C’est arrivé en 1923, comme toujours, quand personne ne pouvait s’y attendre. La terre allait engouffrer une partie du Japon et ses habitants. Le 1er septembre, un tremblement de terre d’une puissance infernale frappe la région du Kanto. Les villes de Yokohama, Tokyo, Kanagawa et Shizuoka, gravement touchées, dénombrent plus de 200 000 victimes. La catastrophe, on le conçoit aisément, va durablement s’imprimer les esprits tant de nombreuses vies et familles furent brisées. Et dans les années qui suivirent, les artistes en particulier vont matérialiser le douloureux souvenir du drame qu’ils ont vécu en produisant de nombreuses estampes marquantes. Poulpy vous en présente quelques-unes.

En représentant le tremblement du terre du Kanto, les artistes ont non seulement crée des œuvres d’art mais ils ont également réalisé une documentation de la catastrophe précieuse pour les historiens. Un témoignage visuel précieux pour comprendre l’ampleur du désastre. Le tremblement de terre a emporté dans les premières heures plus 200 000 victimes mortes principalement brûlées mais aussi écrasées sous un bâtiment. Il causa en même temps la destruction de plus de 500 000 bâtiments et 2 millions de personnes se retrouvèrent sans abris. On peine seulement à imaginer le choc d’un tel évènement pour la population japonaise de l’époque.

11 heures 58 minutes par Kôyo Shibata

11h58 fut l’heure à laquelle débuta le tremblement de terre, rapportent les documents d’époque. À ce moment de la journée, de nombreuses personnes cuisinaient chez elles pour le déjeuner, ce qui a permis à de multiples incendies de prendre soudainement dans toute la ville. Koyô Shibata a intelligemment su rendre l’effet du séisme en dessinant les fils électriques du tramway s’agitant sous l’effet de la secousse, pouvant parfois se briser et électrocuter des passants, pour la plupart habillés en kimono.

Source : ukiyo-e.org
Près d’Ueno par Unpo Takashima

A l’époque du séisme, beaucoup de bâtiments et d’habitations étaient construits en bois. Ces derniers ont alors pris feu très facilement, lequel était attisé par des vents puissants. On a pu voir les habitants fuirent les incendies, en essayant de soustraire quelques précieux biens aux flammes. Une panique générale, loin du calme légendaire des japonais, va prendre d’assaut la population. Ici l’artiste a su dépeindre cette panique par un trait incisif. Des habitants pensèrent avoir trouvé refuge dans de grands espaces de Tokyo mais ils s’y firent en fait piégés, le vent poussant la fumée et les flammes dans ces lieux. À l’endroit où plus de 38 000 personnes périrent fut bâti le musée mémorial du séisme du Kanto.

Brûlées ou noyés par Nyosen Hamada

Pour échapper aux flammes des Japonais eurent l’idée d’aller se jeter à l’eau. Mais outre le fait que nombre d’entre eux s’y noyèrent dans la mêlée, l’eau devint bouillante à cause de particules de feu répandues à sa surface. Une fois encore, on parle d’un feu gigantesque, alimenté par les bâtiments en bois, d’où rien ne peut s’échapper.

> [DONNÉES SOURCES]
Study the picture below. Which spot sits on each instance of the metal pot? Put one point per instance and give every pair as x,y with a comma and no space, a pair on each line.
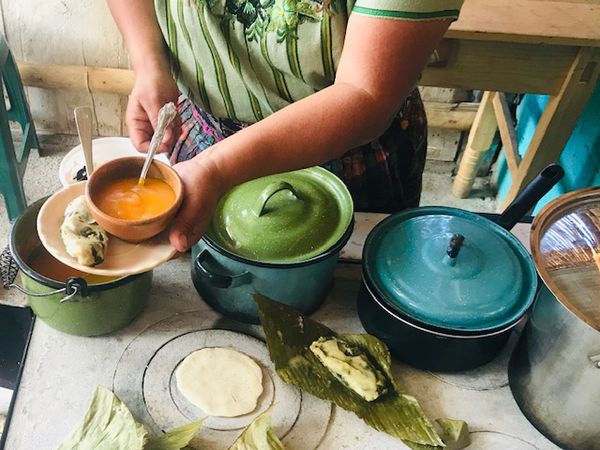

> [CONSIGNE 1] Réécrivez sous forme de liste plus brève le paragraphe de l'extrait du document qui commence par « En représentant le tremblement », en conservant ses faits principaux.
> [CONSIGNE 2] Recopiez fidèlement le passage de l'extrait du document qui va de « Source : ukiyo-e.org » jusqu'à « séisme du Kanto. ».

> [RÉPONSE COMPLÈTE 1]
- En représentant le séisme du Kanto, les artistes ont créé des œuvres d'art et une documentation précieuse pour les historiens.
- Dans les premières heures, le séisme a fait plus de 200 000 victimes, mortes surtout brûlées, mais aussi écrasées sous des bâtiments.
- Plus de 500 000 bâtiments ont été détruits.
- 2 millions de personnes se sont retrouvées sans abri.

> [RÉPONSE COMPLÈTE 2]
Source : ukiyo-e.org
Près d’Ueno par Unpo Takashima

A l’époque du séisme, beaucoup de bâtiments et d’habitations étaient construits en bois. Ces derniers ont alors pris feu très facilement, lequel était attisé par des vents puissants. On a pu voir les habitants fuirent les incendies, en essayant de soustraire quelques précieux biens aux flammes. Une panique générale, loin du calme légendaire des japonais, va prendre d’assaut la population. Ici l’artiste a su dépeindre cette panique par un trait incisif. Des habitants pensèrent avoir trouvé refuge dans de grands espaces de Tokyo mais ils s’y firent en fait piégés, le vent poussant la fumée et les flammes dans ces lieux. À l’endroit où plus de 38 000 personnes périrent fut bâti le musée mémorial du séisme du Kanto.